* [Requirement]
Could you copy out, word for word and in full, the passage below about the release of the 1933 Alice in Wonderland?

Alice's Kitchen Sink Released on March 2nd, 2010


Paramount’s Alice in Wonderland (1933), directed by Norman Z. McLeod, has been mentioned a lot in the past few weeks, as the first big Hollywood all-star blow-out adaptation of Lewis Carroll’s books (with such stars as Cary Grant, Gary Cooper and W.C. Fields.) Slightly lost amongst the thousands of other Alices being released this month was the fact that this film, which was never released on VHS or DVD, is finally available (list price $19.99). Why is it being released as Universal Homes Entertainment? Our source from inside Paramount answers that question:

Back in 1957, Paramount sold most (but not all) of its pre-1948 film library to Universal for some quick cash (at the time, Paramount was ailing, financially). Thus, a number of Paramount films are now distributed by Universal, under their corporate and home video label [...] Paramount no longer owns the rights to these films.

* [Entries provided]
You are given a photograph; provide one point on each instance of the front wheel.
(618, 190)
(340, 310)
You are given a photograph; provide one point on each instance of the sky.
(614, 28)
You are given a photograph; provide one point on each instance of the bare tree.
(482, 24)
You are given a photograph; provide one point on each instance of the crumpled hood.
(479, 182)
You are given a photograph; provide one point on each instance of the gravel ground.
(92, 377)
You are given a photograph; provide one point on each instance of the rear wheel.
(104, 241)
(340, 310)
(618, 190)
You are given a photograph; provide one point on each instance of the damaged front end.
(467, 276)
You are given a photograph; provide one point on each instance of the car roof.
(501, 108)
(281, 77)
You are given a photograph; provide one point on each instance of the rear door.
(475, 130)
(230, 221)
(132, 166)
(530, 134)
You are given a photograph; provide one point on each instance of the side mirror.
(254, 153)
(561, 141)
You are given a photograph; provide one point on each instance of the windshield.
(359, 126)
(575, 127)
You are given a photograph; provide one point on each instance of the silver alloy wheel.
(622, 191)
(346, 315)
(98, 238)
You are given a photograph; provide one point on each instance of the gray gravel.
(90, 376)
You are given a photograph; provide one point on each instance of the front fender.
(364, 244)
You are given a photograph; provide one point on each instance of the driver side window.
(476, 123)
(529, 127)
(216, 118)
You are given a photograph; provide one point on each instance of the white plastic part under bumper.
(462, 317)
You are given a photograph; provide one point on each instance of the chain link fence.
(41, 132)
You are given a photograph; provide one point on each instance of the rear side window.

...

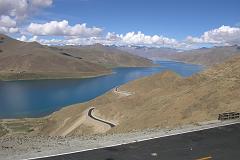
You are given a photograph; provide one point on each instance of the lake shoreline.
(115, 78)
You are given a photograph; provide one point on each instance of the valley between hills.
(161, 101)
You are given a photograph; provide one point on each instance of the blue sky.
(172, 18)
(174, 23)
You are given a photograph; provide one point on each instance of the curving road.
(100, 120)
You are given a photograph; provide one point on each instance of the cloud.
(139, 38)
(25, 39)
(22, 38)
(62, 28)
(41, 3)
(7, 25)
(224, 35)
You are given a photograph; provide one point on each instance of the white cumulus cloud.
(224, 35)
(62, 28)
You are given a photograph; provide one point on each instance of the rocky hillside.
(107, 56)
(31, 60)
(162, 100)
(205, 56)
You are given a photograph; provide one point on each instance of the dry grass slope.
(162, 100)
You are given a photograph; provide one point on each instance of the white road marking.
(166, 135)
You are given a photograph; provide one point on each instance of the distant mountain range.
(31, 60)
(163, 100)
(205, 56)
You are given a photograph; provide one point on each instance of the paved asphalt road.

* [Problem solution]
Alice's Kitchen Sink Released on March 2nd, 2010


Paramount’s Alice in Wonderland (1933), directed by Norman Z. McLeod, has been mentioned a lot in the past few weeks, as the first big Hollywood all-star blow-out adaptation of Lewis Carroll’s books (with such stars as Cary Grant, Gary Cooper and W.C. Fields.) Slightly lost amongst the thousands of other Alices being released this month was the fact that this film, which was never released on VHS or DVD, is finally available (list price $19.99). Why is it being released as Universal Homes Entertainment? Our source from inside Paramount answers that question:

Back in 1957, Paramount sold most (but not all) of its pre-1948 film library to Universal for some quick cash (at the time, Paramount was ailing, financially). Thus, a number of Paramount films are now distributed by Universal, under their corporate and home video label [...] Paramount no longer owns the rights to these films.